### INPUT
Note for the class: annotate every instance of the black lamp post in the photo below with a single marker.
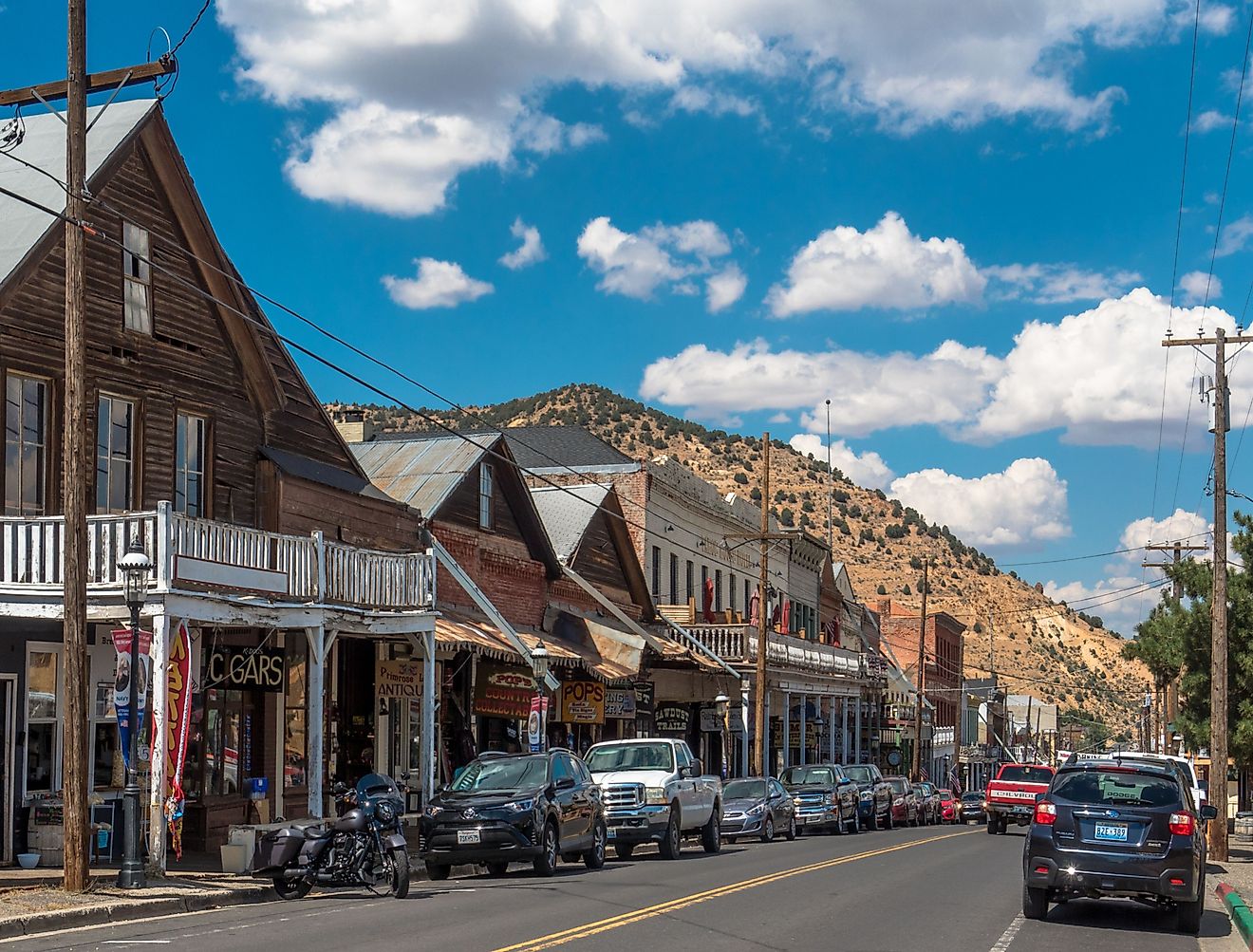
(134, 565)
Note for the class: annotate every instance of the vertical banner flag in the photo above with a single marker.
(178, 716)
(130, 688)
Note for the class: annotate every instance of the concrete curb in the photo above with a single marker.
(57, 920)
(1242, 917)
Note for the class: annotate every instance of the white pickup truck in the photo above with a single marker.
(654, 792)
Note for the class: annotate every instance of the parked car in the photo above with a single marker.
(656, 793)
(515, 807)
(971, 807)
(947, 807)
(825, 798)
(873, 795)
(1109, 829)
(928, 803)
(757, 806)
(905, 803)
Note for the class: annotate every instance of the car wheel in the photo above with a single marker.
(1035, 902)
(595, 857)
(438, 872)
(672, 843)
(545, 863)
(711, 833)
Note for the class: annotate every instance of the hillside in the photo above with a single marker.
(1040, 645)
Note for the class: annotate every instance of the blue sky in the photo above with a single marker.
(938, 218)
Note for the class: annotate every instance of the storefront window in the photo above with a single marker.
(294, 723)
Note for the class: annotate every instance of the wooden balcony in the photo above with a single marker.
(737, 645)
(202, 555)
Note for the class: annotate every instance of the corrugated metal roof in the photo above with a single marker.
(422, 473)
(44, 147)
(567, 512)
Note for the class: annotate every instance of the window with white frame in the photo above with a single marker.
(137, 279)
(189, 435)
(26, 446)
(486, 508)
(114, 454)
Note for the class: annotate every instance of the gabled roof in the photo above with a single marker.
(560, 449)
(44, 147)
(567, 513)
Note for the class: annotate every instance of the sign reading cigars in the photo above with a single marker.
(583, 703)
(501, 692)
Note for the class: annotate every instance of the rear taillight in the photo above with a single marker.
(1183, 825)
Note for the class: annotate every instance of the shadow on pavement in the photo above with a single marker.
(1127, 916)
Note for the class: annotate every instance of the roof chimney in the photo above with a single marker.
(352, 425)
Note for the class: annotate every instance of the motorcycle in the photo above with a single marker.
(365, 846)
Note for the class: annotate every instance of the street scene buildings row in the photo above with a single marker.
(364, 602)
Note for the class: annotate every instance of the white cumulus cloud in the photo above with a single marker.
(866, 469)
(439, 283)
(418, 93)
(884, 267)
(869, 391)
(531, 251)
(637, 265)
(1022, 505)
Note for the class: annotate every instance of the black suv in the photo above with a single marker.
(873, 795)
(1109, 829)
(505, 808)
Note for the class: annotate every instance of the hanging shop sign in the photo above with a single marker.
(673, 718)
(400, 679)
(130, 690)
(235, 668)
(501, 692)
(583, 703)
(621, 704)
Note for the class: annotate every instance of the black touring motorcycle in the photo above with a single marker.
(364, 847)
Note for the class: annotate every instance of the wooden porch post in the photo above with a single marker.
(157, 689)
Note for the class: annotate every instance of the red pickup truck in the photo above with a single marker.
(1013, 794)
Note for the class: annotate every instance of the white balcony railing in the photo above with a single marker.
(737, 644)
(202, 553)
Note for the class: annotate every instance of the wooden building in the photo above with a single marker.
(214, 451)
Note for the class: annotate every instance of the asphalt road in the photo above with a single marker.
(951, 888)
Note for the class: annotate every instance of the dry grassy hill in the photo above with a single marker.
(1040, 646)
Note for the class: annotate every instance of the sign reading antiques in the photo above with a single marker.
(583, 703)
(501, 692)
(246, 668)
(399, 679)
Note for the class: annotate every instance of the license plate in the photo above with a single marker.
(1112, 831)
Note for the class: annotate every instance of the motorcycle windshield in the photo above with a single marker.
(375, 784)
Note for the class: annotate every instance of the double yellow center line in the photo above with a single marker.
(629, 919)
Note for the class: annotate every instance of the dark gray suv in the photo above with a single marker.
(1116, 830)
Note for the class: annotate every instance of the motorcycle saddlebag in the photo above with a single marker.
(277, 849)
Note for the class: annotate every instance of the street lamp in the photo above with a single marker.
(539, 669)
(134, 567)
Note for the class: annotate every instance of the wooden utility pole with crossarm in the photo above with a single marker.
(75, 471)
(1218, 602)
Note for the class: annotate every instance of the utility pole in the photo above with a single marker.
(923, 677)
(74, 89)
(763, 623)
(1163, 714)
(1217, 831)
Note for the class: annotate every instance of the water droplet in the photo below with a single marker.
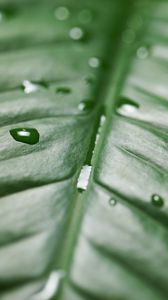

### YOUR INSTRUCTIONS
Please restate exactly the lines from the one containing "the wooden utility" down to the end of the material, both ends kept, and do not include the pictures.

### RESPONSE AREA
Note for the class: annotate every instance of the wooden utility pole with crossarm in the photo above with a single marker.
(75, 471)
(1218, 602)
Note for the class: annotate every instance of the utility pole in the photo above with a single marker.
(923, 677)
(74, 89)
(763, 623)
(1163, 714)
(1217, 831)
Note for the class: annotate every instance of the water droplet in the photo below with a single marker.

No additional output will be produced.